* [Directions for this task]: In the cash flow passage, how much was paid to redeem the Wendy's 6.25% senior notes?

* [Passage shown]:
The net decrease in the comparative operating cash flow principally resulted from an increase in (1) amounts paid under the Company’s incentive compensation plans in 2010 versus 2009 for fiscal 2009 and fiscal 2008, respectively, (2) interest payments in the first half of 2010 primarily due to the interest payment on the 10% Senior Note borrowings by our principal subsidiary in June 2009, (3) advances, net, to AFA, an independently controlled advertising cooperative for the Arby’s restaurant system, under its revolving loan agreement from the Company, and (4) payments for estimated taxes as well as for certain state income taxes for which examinations are either completed or ongoing.  These changes were partially offset by the following which affected accounts payable: (1) a reduction in the amounts payable to the Wendy’s national advertising cooperative in the first half of 2010 as compared to the same period in 2009 due to changes in the timing and nature of amounts due, (2) a decrease in the number and amount of non-recurring items more typically included in accounts payable rather than accrued expenses, and (3) a decrease in the volume of transactions processed as received from third parties, due in part to the decrease in sales, for the 2010 first half as compared to the 2009 first half .

We expect continued positive cash flows from operating activities during the remainder of 2010.

 
29

 

Additionally, for the six months ended July 4, 2010, we had the following significant sources and uses of cash other than from operating activities:

 
·
Proceeds from the Term Loan of $497.5 million;
 
·
Repayment of $250.8 million of Wendy’s/Arby’s Restaurants amended senior secured term loan;
 
·
Payment of $215.0 million, including a premium of $15 million, to redeem the Wendy’s 6.25% senior notes;
 
·
Repurchases of common stock of $173.5 million, including commissions of $0.7 million, and $5.8 million of 2009 repurchases that were not settled until 2010;
 
·
Cash capital expenditures totaling $52.7 million, which included $9.7 million for the remodeling of restaurants, $3.0 million for the construction of new restaurants, and $4.6 million for software purchases. The remaining capital expenditures were primarily related to various technology projects and store maintenance capital expenditures;
 
·
Proceeds of $30.8 million, excluding interest, from the repayment and cancellation of the DFR Notes;
 
·
Deferred financing costs of $14.4 million; and
 
·
Dividend payments of $13.0 million.

* [Data lines]:
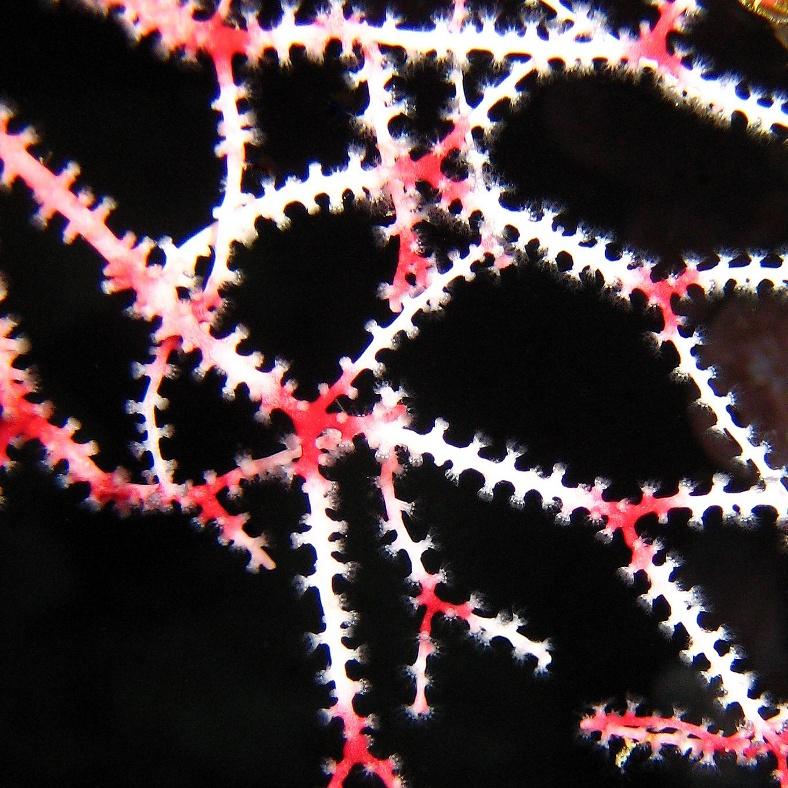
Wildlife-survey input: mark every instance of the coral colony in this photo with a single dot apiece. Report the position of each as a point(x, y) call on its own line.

...

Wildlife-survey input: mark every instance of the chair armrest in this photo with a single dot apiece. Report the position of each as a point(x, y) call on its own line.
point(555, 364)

* [Correct output]: $215.0 million, including a premium of $15 million.